§ Selected passage:
####
To compare self-expanding metal stents with emergency open surgery in the treatment of obstructing left-sided colon cancer.
A randomized controlled trial.
An acute care hospital.
Adult patients with an obstructing tumor between the splenic flexure and rectosigmoid junction.
Main Outcome Measures
Successful 1-stage operation, cumulative operative time, blood loss, hospital stay, pain score, and postoperative complications.
Forty-eight patients were analyzed. Twenty-four underwent endoluminal stenting followed by laparoscopic resection and 24 underwent emergency open surgery. The 2 groups were matched for age, sex, body mass index, and disease staging. Patients in the endolaparoscopic group had significantly less cumulative blood loss and lower pain, incidence of anastomotic leak, and wound infection. Significantly more patients in the endolaparoscopic group had a successful 1-stage operation performed (16 vs 9, P = .04). None of the patients in the endolaparoscopic group had a permanent stoma compared with 6 patients in the emergency open surgery group (P = .03).
####
§ Dataset content:
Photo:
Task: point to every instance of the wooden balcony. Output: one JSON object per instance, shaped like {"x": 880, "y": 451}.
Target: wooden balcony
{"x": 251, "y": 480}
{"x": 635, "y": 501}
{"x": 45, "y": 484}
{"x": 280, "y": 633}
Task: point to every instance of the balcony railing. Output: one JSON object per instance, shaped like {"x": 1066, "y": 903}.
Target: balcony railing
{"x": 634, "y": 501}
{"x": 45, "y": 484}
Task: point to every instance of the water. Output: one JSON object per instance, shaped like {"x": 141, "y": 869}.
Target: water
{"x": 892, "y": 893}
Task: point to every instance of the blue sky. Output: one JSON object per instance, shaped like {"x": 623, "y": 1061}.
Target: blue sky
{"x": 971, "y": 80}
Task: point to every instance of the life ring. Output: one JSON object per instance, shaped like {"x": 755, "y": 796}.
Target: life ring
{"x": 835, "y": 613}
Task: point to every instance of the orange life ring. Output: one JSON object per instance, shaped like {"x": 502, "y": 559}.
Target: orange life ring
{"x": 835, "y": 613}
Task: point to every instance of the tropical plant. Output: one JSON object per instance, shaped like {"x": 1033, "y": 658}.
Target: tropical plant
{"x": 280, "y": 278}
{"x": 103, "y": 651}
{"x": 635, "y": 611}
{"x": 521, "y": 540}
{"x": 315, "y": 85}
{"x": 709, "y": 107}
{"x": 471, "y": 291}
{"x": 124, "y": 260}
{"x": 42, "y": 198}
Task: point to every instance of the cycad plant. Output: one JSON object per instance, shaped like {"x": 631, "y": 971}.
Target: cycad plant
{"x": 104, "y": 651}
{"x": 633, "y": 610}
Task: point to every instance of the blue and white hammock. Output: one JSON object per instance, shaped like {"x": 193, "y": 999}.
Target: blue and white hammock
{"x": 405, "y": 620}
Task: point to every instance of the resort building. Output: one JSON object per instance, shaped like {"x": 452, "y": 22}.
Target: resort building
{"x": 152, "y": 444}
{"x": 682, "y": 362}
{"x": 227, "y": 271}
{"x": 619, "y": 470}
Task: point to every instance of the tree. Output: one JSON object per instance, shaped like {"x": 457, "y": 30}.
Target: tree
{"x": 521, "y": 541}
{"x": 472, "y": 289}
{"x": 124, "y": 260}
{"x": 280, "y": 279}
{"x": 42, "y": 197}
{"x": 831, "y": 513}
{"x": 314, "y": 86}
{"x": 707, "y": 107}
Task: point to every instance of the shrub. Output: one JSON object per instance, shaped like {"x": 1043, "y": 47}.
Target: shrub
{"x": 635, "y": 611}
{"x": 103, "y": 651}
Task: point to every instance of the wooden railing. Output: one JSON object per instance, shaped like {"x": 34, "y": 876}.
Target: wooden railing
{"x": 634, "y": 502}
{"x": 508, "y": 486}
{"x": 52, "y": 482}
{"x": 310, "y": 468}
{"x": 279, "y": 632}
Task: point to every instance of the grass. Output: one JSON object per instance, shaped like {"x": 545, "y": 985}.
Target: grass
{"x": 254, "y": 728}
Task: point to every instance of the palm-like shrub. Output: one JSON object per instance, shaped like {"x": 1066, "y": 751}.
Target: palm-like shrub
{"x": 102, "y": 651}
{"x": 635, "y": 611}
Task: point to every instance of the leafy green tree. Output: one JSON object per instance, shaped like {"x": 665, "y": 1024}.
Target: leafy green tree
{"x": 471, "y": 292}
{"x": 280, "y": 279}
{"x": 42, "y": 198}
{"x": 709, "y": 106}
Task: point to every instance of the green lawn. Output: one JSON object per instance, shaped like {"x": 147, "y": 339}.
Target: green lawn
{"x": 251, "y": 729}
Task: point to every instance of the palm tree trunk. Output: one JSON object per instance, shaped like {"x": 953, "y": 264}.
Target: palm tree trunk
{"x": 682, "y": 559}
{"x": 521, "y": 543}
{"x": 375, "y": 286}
####
§ Your instructions:
Resume the abstract comparing stents with emergency open surgery for obstructing colon cancer, picking up after its last sentence. These data have no connection to the colon cancer abstract.

§ Exercise result:
Self-expanding metal stents serve as a safe and effective bridge to subsequent laparoscopic surgery in patients with obstructing left-sided colon cancer. This endolaparoscopic approach makes a 1-stage operation more feasible, is associated with reduced incidence of stoma creation, and allows patients with malignant large-bowel obstruction to enjoy the full benefit of minimally invasive surgery.